▸ Task requirements
Using the article about the San Jose retirees' pension lawsuit, explain in one to three sentences why the twenty former city employees filed the lawsuit.

[Passage given start]

Blog note: this article references a grand jury report.
Fighting a lawsuit from a group of prominent San Jose retirees who say the city started shortchanging their pensions five years ago could cost San Jose taxpayers $1.4 million — and those costs could keep rising.
The San Jose City Council voted in September to spend up to $1.4 million on an existing contract with law firm Hanson Bridgett LLP, increasing the amount the city will pay the outside attorneys for the fifth time in less than two years.
Twenty former city employees hired Oakland labor lawyer Bob Bezemek to file the lawsuit after they allege the city illegally reduced their benefits by invoking federal limits on the annual amount some retirees can collect from certain types of pension funds.
The retired plaintiffs are a high-profile group of top San Jose leaders, many of whom have widespread name recognition and shaped the policies that govern City Hall today. They include Leslye Corsiglia, a longtime director of the city’s Housing Department who now runs Silicon Valley at Home; former Planning Director Harry Freitas; former Public Works Director Barry Ng; the family of former Planning Director Joseph Horwedel, who died in 2016, and longtime Planning Director Gary Schoennauer.
Schoennauer, who retired in the 1990s after more than 30 years, told San José Spotlight that he and his fellow plaintiffs had hoped the city would settle the lawsuit and pay the retirees what they’re owed, but the city has decided to keep fighting.
“I joined my colleagues in the lawsuit to get what is rightly owed to us,” Schoennauer said, declining to say how much he was shortchanged from his retirement or to discuss the case further.
The lawsuit centers on a change to the Internal Revenue Service code Congress adopted in 1990 that places a cap on the amount some retirees can receive annually from a pension fund. Two other plaintiffs, Wayne Tanda and Joseph Bass, in 2016 were accused of being overpaid in their pension plans by $216,405 and $172,397, respectively, above the IRS limits. Both retirees said it was money they earned and were entitled to, according to a Mercury News article.

[Passage given end]
[Excerpted data start]

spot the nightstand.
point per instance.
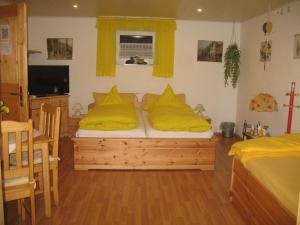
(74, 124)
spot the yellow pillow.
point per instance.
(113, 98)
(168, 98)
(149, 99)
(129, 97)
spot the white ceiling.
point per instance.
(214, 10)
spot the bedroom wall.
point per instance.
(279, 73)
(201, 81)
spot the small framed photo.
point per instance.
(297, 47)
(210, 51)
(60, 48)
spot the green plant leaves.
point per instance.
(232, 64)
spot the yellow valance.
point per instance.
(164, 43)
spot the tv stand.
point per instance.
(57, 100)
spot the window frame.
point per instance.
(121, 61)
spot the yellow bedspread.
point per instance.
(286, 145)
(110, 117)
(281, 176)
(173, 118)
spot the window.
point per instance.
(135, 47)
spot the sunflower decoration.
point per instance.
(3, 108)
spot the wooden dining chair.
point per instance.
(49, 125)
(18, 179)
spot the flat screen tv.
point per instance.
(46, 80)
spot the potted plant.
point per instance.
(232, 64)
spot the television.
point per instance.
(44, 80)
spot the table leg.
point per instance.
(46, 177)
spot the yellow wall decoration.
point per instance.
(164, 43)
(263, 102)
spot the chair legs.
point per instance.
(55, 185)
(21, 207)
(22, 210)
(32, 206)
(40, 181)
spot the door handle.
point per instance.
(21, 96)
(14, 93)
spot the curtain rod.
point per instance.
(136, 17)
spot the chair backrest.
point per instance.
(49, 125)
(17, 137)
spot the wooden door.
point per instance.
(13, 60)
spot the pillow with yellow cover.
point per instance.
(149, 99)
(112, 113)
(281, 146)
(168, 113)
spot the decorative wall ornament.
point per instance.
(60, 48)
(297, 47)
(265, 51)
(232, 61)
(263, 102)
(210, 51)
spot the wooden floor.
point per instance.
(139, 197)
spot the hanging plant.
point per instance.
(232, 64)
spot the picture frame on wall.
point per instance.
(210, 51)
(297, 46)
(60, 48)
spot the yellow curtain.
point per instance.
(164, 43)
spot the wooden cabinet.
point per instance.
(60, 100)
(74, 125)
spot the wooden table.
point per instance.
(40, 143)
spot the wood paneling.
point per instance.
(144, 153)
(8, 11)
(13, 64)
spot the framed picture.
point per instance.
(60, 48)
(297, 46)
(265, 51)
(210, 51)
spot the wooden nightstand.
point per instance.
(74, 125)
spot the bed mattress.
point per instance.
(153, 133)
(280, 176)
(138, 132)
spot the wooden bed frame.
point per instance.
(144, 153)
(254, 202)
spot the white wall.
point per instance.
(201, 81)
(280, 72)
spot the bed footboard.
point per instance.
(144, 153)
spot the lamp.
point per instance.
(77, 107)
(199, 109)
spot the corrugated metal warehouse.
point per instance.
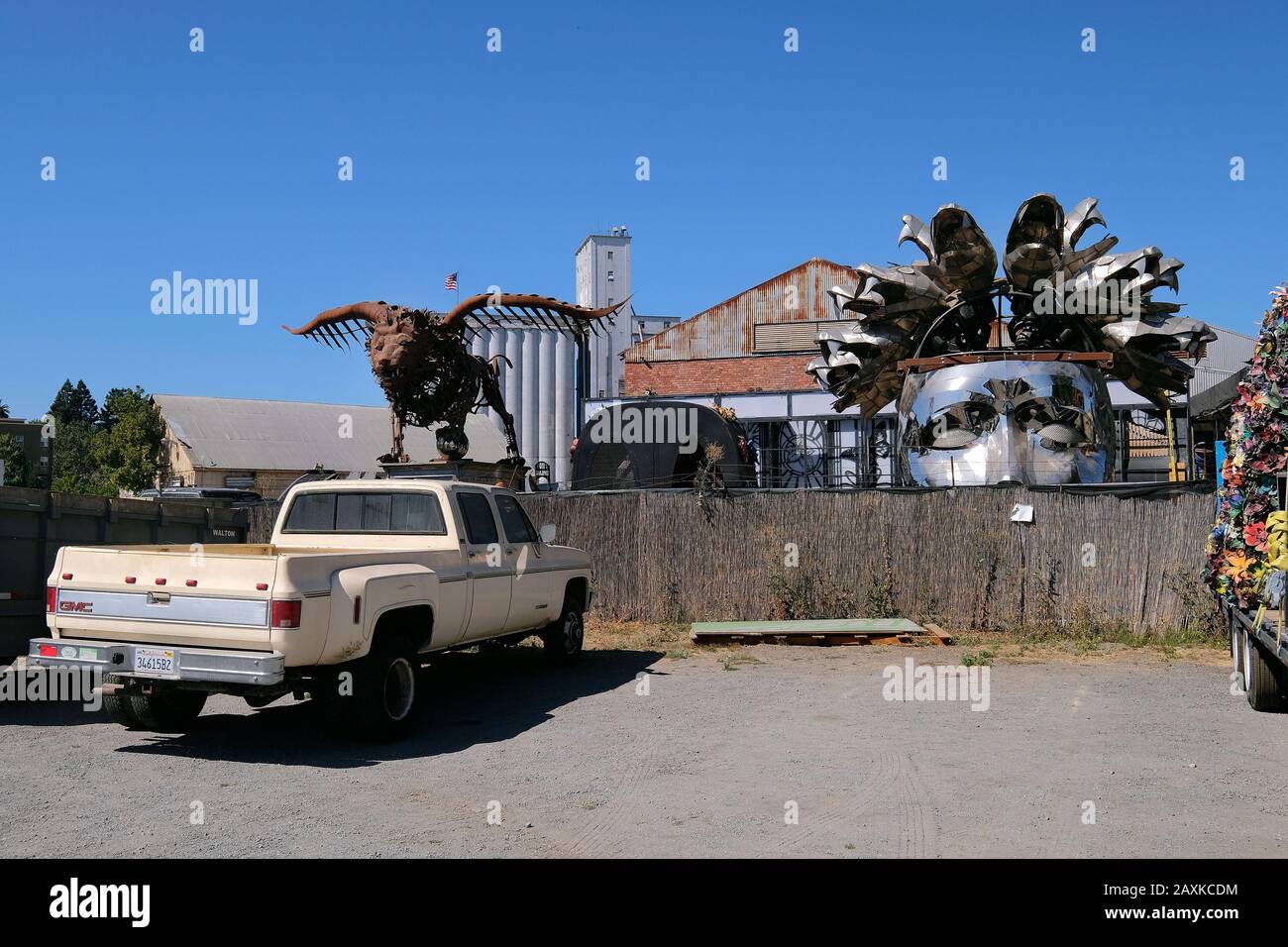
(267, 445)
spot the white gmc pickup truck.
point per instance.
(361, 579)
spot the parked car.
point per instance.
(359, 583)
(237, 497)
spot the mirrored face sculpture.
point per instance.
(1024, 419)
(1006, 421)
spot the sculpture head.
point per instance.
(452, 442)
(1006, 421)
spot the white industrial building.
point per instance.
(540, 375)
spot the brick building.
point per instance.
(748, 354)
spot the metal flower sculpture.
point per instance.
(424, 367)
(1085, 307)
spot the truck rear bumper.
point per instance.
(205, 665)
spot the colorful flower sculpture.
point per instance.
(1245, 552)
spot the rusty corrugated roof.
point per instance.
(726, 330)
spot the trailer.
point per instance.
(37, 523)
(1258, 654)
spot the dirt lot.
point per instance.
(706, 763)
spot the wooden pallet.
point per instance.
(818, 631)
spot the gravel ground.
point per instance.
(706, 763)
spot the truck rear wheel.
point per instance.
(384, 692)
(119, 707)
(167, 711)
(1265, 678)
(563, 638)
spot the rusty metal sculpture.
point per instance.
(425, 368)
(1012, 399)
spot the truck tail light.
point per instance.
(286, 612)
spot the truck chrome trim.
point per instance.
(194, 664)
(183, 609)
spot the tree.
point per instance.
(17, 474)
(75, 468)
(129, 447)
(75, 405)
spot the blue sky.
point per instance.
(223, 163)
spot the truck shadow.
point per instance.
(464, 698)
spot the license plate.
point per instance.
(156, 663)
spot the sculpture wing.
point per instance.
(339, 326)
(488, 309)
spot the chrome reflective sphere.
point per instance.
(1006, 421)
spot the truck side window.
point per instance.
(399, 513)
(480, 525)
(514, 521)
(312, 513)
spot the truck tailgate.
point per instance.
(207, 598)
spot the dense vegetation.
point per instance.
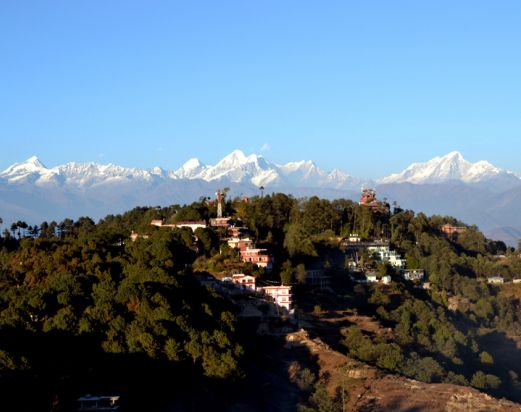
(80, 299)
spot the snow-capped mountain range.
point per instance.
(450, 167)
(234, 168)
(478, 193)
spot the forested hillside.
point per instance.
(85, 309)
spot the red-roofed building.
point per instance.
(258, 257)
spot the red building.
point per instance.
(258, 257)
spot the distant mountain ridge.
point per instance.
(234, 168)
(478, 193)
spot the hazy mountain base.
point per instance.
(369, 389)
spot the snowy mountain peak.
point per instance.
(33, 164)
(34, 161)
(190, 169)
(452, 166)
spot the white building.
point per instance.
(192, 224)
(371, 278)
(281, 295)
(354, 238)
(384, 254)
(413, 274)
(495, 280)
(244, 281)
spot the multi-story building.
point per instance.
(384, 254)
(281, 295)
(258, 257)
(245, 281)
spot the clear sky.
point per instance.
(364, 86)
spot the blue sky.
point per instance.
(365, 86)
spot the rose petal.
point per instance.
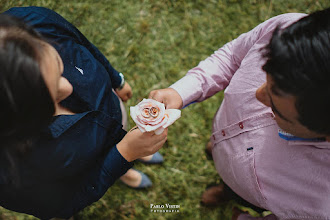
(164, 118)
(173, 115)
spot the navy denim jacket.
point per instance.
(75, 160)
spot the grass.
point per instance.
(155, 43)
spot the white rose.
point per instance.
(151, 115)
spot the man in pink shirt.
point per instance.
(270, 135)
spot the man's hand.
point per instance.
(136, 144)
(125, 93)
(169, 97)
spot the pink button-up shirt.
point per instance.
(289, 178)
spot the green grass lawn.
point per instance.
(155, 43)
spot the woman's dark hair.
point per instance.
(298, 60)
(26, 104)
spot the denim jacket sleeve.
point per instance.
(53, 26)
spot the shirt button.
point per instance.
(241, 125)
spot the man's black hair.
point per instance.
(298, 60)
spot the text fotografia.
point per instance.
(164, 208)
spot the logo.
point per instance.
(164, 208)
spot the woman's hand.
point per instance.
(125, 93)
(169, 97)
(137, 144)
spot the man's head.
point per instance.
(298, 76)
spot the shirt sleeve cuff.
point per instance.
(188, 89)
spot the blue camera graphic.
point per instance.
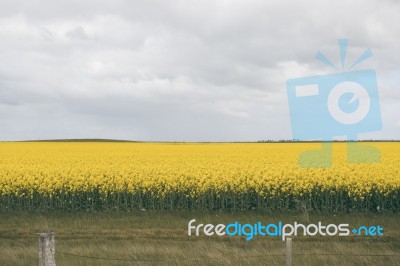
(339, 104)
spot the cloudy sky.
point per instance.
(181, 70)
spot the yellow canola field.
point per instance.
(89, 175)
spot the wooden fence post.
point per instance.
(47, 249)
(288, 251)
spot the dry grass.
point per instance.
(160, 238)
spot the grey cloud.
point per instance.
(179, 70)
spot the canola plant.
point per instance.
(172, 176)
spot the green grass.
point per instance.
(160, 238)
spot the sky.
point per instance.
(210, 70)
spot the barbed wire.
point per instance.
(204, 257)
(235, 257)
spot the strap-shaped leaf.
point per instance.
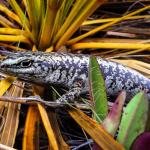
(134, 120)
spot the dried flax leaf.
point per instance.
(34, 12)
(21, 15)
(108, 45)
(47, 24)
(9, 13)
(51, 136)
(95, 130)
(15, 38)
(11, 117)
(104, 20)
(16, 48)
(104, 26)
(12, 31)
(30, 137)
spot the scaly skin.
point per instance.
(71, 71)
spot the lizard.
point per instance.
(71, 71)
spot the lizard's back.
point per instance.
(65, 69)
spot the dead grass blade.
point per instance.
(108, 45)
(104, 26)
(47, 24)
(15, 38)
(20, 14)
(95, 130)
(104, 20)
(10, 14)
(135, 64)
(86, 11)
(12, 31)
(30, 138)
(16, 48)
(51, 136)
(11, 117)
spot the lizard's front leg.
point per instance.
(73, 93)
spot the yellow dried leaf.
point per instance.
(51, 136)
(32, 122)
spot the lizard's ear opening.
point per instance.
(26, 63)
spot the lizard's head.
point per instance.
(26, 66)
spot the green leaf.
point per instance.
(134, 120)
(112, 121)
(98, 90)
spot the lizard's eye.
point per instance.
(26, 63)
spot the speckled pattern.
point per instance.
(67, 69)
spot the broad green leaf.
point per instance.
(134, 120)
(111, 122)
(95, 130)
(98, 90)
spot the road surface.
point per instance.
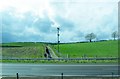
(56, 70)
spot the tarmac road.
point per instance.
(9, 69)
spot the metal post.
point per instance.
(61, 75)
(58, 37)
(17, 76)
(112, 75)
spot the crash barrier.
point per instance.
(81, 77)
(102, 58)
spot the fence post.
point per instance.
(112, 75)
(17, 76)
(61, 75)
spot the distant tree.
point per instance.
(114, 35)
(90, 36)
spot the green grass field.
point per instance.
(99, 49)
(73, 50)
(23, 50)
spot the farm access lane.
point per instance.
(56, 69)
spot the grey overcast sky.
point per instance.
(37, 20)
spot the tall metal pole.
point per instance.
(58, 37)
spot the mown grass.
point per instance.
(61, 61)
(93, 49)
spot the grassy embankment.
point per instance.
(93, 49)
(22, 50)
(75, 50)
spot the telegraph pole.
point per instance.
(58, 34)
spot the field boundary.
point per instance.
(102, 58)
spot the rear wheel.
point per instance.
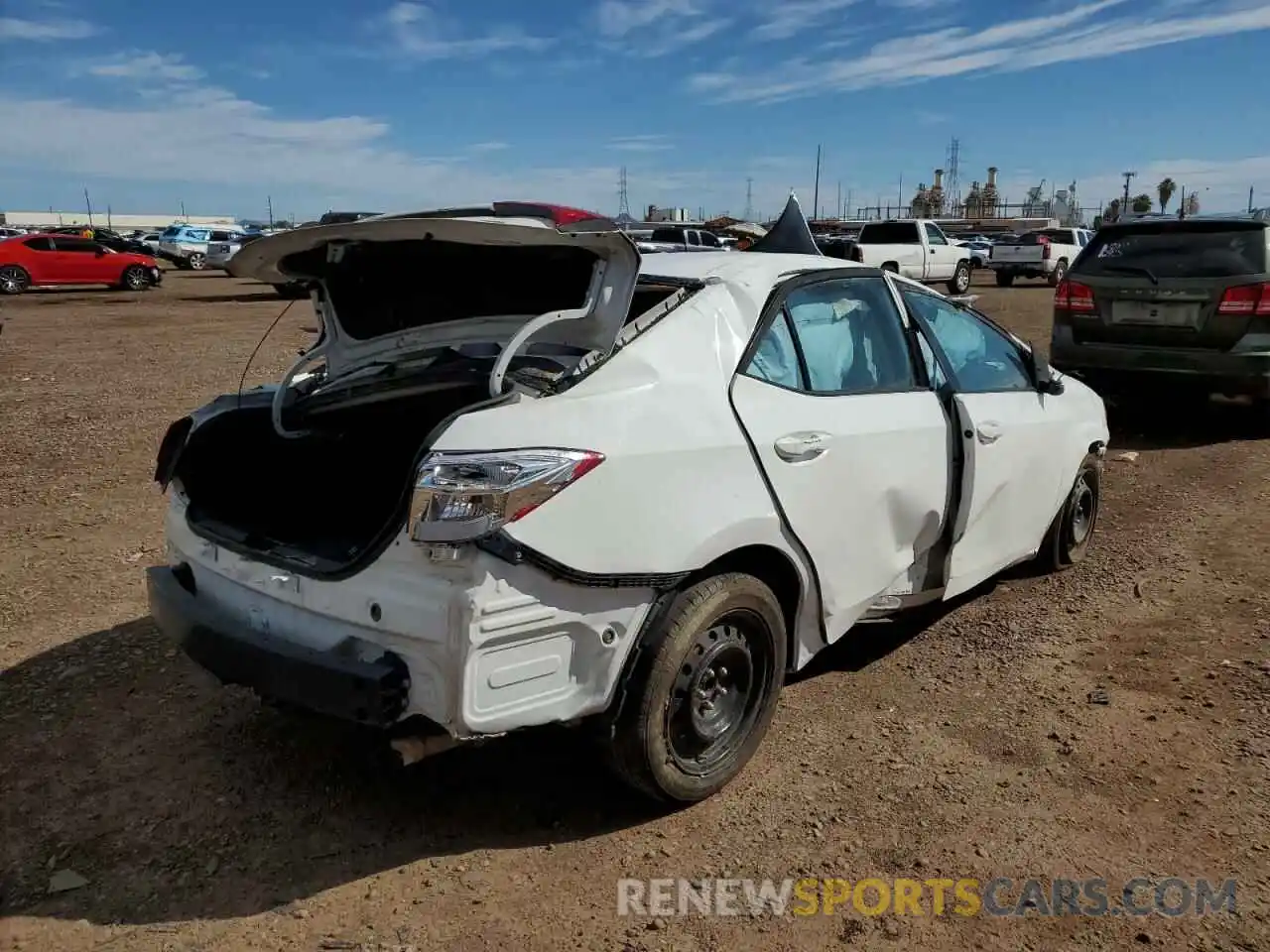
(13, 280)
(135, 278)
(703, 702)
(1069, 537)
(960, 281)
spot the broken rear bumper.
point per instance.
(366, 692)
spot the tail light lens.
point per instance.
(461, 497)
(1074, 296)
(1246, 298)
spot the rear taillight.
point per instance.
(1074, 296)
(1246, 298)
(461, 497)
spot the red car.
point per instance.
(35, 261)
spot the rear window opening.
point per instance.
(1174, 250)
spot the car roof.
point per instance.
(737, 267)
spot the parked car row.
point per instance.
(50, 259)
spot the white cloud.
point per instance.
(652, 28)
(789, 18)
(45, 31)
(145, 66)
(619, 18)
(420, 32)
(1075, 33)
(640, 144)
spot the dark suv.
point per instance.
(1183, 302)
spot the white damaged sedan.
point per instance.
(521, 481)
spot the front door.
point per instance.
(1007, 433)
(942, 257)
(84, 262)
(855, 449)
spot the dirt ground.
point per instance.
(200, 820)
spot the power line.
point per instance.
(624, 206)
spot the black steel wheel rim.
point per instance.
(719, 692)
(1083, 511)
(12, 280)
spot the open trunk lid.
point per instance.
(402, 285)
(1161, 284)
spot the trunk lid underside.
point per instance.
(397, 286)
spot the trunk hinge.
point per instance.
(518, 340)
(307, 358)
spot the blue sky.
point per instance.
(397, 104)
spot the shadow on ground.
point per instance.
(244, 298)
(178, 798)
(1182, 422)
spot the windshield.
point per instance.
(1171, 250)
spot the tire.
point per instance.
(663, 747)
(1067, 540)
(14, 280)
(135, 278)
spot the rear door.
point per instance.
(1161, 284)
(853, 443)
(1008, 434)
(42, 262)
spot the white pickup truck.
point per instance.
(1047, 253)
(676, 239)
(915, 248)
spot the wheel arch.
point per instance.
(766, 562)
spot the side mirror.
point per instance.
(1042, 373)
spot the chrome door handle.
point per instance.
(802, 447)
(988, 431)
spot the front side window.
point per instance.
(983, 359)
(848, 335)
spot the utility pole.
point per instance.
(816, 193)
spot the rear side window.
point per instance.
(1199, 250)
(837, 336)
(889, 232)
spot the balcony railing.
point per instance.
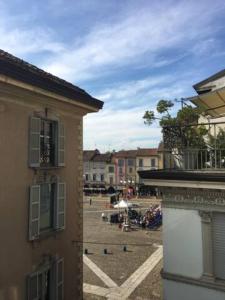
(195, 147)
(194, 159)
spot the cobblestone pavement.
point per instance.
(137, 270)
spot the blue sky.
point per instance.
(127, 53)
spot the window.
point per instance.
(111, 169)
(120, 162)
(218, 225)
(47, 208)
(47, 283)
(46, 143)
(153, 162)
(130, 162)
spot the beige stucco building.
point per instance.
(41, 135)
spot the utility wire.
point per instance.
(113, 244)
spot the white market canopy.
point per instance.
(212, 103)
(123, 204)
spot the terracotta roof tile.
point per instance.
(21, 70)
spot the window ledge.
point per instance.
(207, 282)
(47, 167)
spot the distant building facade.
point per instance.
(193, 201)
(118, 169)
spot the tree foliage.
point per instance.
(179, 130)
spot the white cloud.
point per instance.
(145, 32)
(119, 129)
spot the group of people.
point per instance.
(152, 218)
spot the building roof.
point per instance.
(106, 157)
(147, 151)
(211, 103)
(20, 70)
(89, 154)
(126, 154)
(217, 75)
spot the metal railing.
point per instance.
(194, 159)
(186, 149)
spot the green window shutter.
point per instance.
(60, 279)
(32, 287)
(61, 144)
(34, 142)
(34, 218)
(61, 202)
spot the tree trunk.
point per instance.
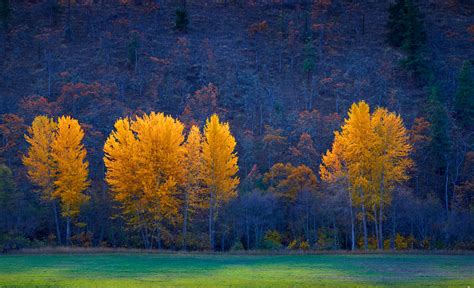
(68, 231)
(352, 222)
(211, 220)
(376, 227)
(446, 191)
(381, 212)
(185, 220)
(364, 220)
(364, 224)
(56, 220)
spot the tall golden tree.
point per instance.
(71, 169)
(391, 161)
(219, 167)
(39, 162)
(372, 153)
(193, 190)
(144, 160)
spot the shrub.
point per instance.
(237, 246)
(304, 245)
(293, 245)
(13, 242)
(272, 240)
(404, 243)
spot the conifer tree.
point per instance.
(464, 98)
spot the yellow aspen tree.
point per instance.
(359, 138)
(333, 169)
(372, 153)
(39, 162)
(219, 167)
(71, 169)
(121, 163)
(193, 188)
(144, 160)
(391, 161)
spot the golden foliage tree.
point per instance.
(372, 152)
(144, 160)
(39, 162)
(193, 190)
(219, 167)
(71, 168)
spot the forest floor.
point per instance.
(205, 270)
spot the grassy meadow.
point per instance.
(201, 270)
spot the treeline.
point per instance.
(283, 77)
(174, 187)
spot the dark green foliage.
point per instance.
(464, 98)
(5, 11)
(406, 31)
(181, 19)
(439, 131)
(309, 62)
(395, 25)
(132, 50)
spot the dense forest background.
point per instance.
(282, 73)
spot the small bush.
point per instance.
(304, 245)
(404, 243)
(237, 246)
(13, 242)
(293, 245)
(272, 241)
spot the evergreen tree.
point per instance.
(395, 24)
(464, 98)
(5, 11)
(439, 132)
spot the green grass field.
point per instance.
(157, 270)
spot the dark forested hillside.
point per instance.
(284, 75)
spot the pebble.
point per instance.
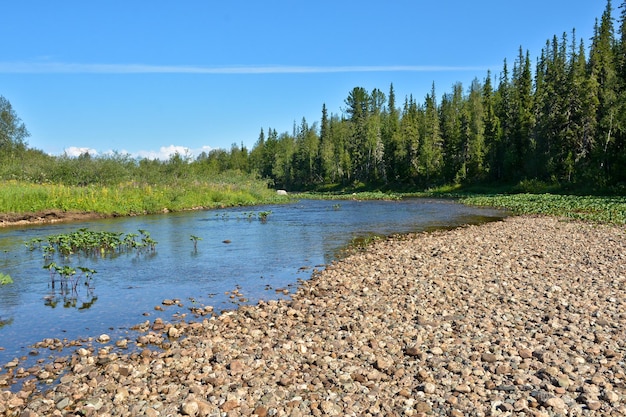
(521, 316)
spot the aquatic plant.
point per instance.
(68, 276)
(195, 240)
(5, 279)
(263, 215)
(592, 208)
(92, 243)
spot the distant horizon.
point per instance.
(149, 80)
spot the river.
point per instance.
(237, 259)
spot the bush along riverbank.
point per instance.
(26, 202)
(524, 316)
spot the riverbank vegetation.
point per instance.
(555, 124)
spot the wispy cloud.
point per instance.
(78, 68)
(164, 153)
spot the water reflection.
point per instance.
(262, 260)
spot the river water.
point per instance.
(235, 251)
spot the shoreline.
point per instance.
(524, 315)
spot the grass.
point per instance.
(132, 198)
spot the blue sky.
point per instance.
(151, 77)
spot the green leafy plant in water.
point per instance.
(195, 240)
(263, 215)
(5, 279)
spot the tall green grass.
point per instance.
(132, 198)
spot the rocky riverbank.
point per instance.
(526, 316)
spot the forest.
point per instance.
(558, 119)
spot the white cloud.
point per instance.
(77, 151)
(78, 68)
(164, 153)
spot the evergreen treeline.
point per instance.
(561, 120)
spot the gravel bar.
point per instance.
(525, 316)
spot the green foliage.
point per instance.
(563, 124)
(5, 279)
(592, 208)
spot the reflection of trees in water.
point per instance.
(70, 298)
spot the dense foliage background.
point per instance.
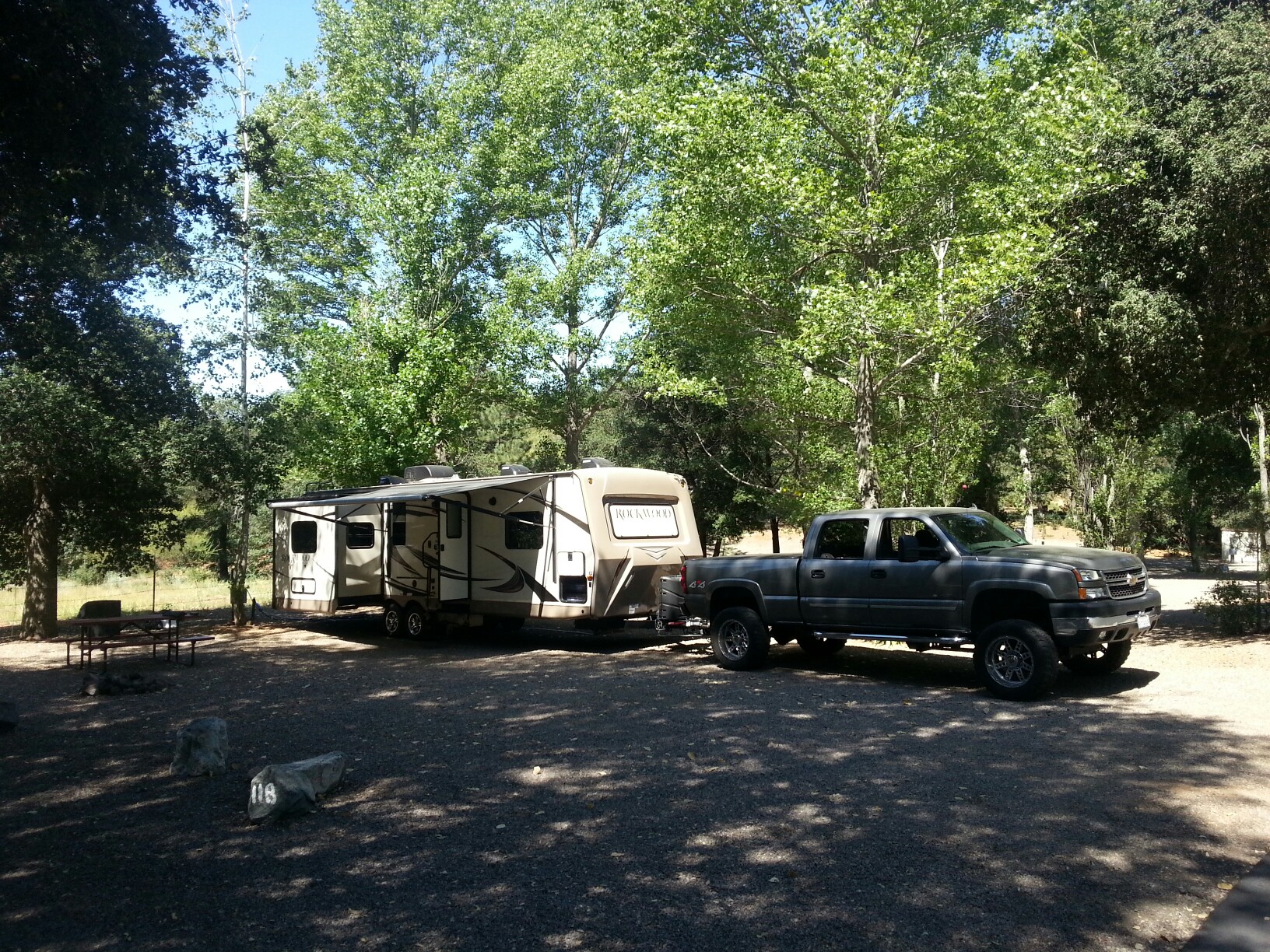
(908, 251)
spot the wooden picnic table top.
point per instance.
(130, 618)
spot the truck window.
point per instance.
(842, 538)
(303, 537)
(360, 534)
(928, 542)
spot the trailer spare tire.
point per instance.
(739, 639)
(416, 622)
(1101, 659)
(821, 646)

[Excerpted data end]

▸ Answer to the task
They allege that the city illegally reduced their pension benefits. According to them, the city did this by invoking federal limits on the annual amount some retirees can collect from certain types of pension funds.